• [Source extract]
::::::

In this study, the source signal of interest is the cardiovascular pulse wave that propagates throughout the body. For the real face from the first video, volumetric changes in the ROI of the facial blood vessels during the cardiac cycle modified the path length of the incident ambient light such that the subsequent changes in the amount of reflected light indicated the timing of the cardiac pulse events, while there were no changes in the amount of reflected light for the printed face on the A4 size paper. Therefore, from this feature of changes, according to the cardiovascular events from real human facial skin, we set some thresholds to recognize the real face from the printed face. By recording a video of the facial region with a mobile camera, the RGB color sensors pick up a mixture of the reflected signal. Each color sensor records a mixture of the original source signals with slightly different weights. To obtain the red, blue, and green weights for every frame, we summed all the pixel values separately in the ROI of each channel, resulting in 600 frame yields with r(t), g(t), and b(t), respectively. Next, three component signals were recovered by applying an enhancement technique to the RGB traces. This technique allowed for distinguishing between the real face and the printed face based on the resulting signals. Specific thresholds were set based on the cardiovascular events from real human facial skin, and these were compared to the RGB traces obtained from the printed face. Figure 3(a) shows face detection and the cropped ROI.

Figure 3. (a) The region of interest (ROI) is automatically cropped after being detected; (b) The ROI decomposed into the RGB channels; (c) The raw RGB traces. An enhancement is applied on the RGB traces to recover; (d) Three component signals

There are three RGB channels from the decomposed ROI (Figure 3(b)), and (Figure 3(c)) shows a three component signals obtained from the RGB channels. Then, three component signals were recovered by an applied enhancement on the RGB traces (Figure 3(d)).

::::::

• [Data lines]
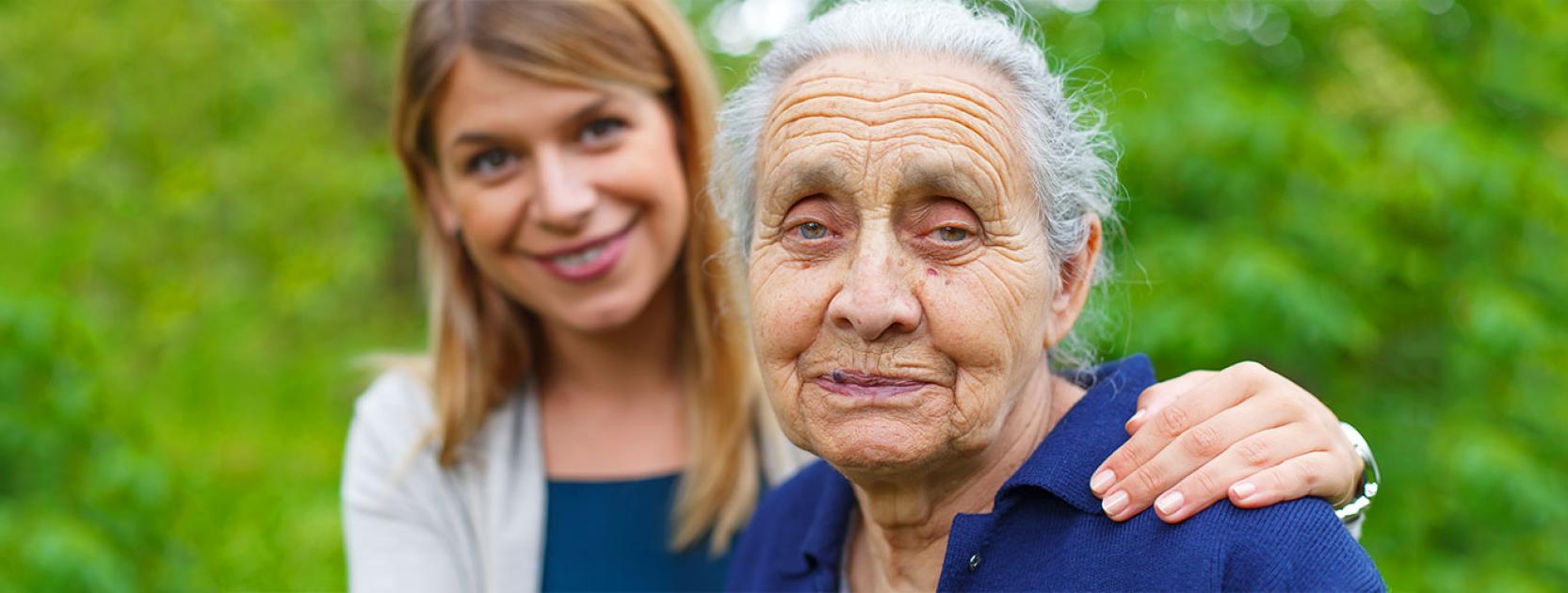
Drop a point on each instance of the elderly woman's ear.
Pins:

::::::

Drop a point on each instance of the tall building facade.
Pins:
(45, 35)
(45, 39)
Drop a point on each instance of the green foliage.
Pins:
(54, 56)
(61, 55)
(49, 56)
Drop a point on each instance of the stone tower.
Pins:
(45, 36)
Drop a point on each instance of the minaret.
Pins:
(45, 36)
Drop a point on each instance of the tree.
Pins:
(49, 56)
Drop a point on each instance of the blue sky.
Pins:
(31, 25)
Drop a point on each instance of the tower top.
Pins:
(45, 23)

::::::

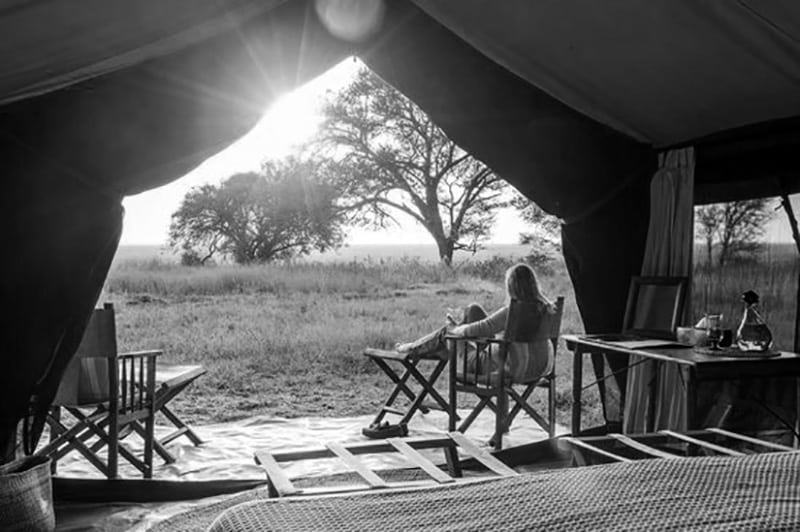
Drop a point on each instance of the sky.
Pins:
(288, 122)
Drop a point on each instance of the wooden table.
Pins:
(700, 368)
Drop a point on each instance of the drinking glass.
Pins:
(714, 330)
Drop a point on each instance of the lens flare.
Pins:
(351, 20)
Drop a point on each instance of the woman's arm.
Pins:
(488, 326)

::::::

• [Written problem 1] In the passage on telling a real face from a printed one, what size of paper was the printed face on?
• [Written problem 2] Extend the passage on telling a real face from a printed one, starting right after its final sentence.
The records have no connection to the text.

• [Task answer 1] A4 size paper.

• [Task answer 2]
3. Detection Methodology

Postprocessing of both the videos for real faces and printed faces was performed using demo software written in MATLAB version 2017b (The MathWorks, Inc.). Specifically, we used MATLAB's Signal Processing Toolbox to process and analyze the video data. This toolbox provides a comprehensive set of algorithms and tools for signal processing and data analysis. An overview of the main steps in this method to obtain the blood pulse from the real face video is outlined in Figure 3, and both signals from both videos are analyzed to set some thresholds to distinguish between the real face and fake face.

First, an automated face detector was used to detect the face within the video frames and localize the measurement region of interest (ROI) for every video frame. In this work, we used the face detector and nose detector based on the Viola and Jones algorithm for object detection [19], the algorithm returns the x- and y-coordinates along with the height and width that yields a box around the face for each face detected in the first fame for the input videos. From this box, we crop the center of the box by nose detection as an ROI for the subsequent calculations stated in Figure 2. The same coordinates of the selected region (ROI) are used for the entire sequence of frames in the input video.

To avoid face detection errors, if the face was not detected in the first frame, the face box coordinates from the next frame were used. If more than one face was detected, then the method takes the face box coordinates that were the closest to the box from the next frame. Some thresholds are set from the calculations for the ROI of all the frames, and our demonstration software shows a green box around the face with the label “Real Face” if the face is real in the input video, and shows a red box around the face with the label “Fake face” if the face is a spoof printed face on paper in the second input video.

3.1 Cardiac pulse signal detection and enhancement

A sum over all the pixel weights for every RGB channel in the ROI for each frame yields three components, r(t), g(t) and b(t) for red, green and blue, respectively, from all the video frames. The observed changes in the component plotting are based on the cardiovascular change events, as stated in Figure 4(a) for the g(t) component; always, the g(t) component is the best component for a cardiac pulse rate measurement [15].

The RGB sensors pick up other sources of fluctuation noise in the light with the cardiac pulse signals during video recordings of the participants due to artifacts such as changes in ambient lighting conditions and sudden motions of the participant, as plotted by the high amplitude changes of the red line in Figure 5(a). In this work, we used RGB sensors to detect cardiovascular changes in video recordings of participants. To process the RGB signals and reduce artifacts, we developed the following algorithm:

(1) Partition the green component of the acquired signal (20 sec video) into 40 partitions, as in Figure 5(a).

(2) Calculate the mean value of each partition, using the formula below:

$\bar{X}=\frac{\sum_{i=1}^n p g(t)_i}{n}$                   (1)

where, g(t)=Green Component, pg(t)=partition.

(3) Shift the samples of every partition to the mean level, using the equation:

$s g(t)=p g(t)-\bar{X}$                   (2)

where, sg(t)=Shifted partition.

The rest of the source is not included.